DOCUMENT SEGMENT —

__________________________________________________

# Flickr account



## AlaskaBoers (May 7, 2008)

since we are having a BEAUTIFUL summer...I went out and took pics of the goats on pasture

to save time... :wink: I went and made a Flickr account. makes it easy for the website I'm working on.

It has three sets...one for goats, other animals (our chickens,pigs, horses at the stallion parades etc...), and other which -will- have more landscapes of alaska and flowers.

Here it is! enjoy~
http://www.flickr.com/photos/[email protected]/


----------



## liz (Oct 5, 2007)

Thanks for sharing! Really great pics....the iris one is gorgeous, really stands out.


----------



## AlaskaBoers (May 7, 2008)

thank you!

we got a bunch of them growing around the goat pens.Theyre big too.


----------



## toth boer goats (Jul 20, 2008)

nice Katrina.. :wink: .I really enjoyed them....  :greengrin:


----------



## AlaskaBoers (May 7, 2008)

__________________________________________________

DATA SECTION —
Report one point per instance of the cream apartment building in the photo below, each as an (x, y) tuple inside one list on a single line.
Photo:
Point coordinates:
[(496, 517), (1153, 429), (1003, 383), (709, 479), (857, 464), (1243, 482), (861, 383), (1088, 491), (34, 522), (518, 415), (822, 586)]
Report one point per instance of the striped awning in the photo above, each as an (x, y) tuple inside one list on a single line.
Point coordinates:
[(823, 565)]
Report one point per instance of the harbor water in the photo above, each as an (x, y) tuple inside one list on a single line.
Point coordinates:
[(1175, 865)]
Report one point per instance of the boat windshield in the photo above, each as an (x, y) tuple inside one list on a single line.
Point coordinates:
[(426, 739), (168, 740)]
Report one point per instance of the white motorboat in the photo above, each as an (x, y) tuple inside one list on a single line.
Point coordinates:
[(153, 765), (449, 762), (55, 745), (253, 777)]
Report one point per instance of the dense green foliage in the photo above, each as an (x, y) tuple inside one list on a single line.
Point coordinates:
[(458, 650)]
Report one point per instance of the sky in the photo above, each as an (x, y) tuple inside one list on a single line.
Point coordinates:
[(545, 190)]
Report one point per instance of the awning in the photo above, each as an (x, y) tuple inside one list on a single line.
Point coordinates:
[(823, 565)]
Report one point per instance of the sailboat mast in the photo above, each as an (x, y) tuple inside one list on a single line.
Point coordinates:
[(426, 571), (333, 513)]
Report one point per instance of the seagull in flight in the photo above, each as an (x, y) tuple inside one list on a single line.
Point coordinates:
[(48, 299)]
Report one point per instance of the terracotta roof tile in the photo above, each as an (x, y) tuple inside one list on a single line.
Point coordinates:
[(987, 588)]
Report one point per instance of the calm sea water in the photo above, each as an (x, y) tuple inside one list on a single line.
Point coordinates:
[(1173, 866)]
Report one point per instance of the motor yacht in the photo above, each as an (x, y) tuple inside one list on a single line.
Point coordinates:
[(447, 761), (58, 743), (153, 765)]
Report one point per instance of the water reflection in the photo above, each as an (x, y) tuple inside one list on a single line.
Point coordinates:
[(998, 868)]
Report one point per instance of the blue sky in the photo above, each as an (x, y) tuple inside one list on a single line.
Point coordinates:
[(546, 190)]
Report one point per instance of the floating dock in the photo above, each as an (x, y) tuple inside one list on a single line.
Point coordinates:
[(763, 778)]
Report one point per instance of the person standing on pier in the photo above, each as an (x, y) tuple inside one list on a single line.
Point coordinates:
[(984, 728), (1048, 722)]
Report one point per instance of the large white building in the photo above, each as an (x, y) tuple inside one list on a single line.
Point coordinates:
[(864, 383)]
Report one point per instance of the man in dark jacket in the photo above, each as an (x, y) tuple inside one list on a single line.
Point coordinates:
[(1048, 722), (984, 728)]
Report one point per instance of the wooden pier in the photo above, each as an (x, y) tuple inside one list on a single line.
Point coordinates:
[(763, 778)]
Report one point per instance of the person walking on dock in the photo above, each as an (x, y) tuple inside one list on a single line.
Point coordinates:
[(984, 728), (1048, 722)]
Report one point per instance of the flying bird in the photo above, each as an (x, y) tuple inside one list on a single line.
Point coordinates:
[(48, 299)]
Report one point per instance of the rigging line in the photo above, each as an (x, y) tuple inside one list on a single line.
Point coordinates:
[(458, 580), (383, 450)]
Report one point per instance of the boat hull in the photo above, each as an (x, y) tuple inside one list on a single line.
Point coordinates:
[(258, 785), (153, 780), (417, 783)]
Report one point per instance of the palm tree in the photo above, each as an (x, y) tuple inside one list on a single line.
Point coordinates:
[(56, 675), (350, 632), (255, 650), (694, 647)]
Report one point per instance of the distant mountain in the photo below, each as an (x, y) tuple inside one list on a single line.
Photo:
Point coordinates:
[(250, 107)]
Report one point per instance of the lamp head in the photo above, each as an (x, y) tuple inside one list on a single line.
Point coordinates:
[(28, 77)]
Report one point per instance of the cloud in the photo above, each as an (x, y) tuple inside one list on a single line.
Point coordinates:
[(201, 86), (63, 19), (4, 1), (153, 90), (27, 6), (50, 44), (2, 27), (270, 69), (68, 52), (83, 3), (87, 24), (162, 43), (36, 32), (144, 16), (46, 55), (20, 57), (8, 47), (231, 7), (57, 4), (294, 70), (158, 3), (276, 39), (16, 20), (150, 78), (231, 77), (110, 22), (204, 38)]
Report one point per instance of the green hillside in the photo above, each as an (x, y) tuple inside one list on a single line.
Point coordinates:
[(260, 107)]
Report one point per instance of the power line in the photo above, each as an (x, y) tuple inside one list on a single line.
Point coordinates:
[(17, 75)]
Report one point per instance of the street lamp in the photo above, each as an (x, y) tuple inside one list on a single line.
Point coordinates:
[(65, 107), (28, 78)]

__________________________________________________

INSTRUCTIONS TO FOLLOW — Write the next part of the forum thread about the Flickr account of goat pictures, starting with the post under the last header.

EXPECTED ANSWER —
thansk toth...I added a few more.

I will carry my digital camera around until school starts again...sometimes the sun just hits the mountain just the right spot .... and ... I dont have a camera :doh:


----------



## toth boer goats (Jul 20, 2008)

Your welcome Katrina..... :wink: 

Beautiful dog .....love that head shot you added...  


Isn't that always the way....missing that million dollar shot...LOL :greengrin:


----------



## AlaskaBoers (May 7, 2008)

thanks Birch aka Birchy..is our LGD, but is equally loving to humans as she is protective of the goats...guess that'd be my fault. lol

but we love her.  shs a pyrenees x maremma and perfect for our climate


----------



## Jenna (Jan 7, 2009)

beautiful pictures! I love birchy!!


----------



## toth boer goats (Jul 20, 2008)

very nice... :wink: :greengrin:


----------



## RowdyKidz (Apr 2, 2009)

Very nice! Love the deer and fawn.


----------



## AlaskaBoers (May 7, 2008)

thanks,..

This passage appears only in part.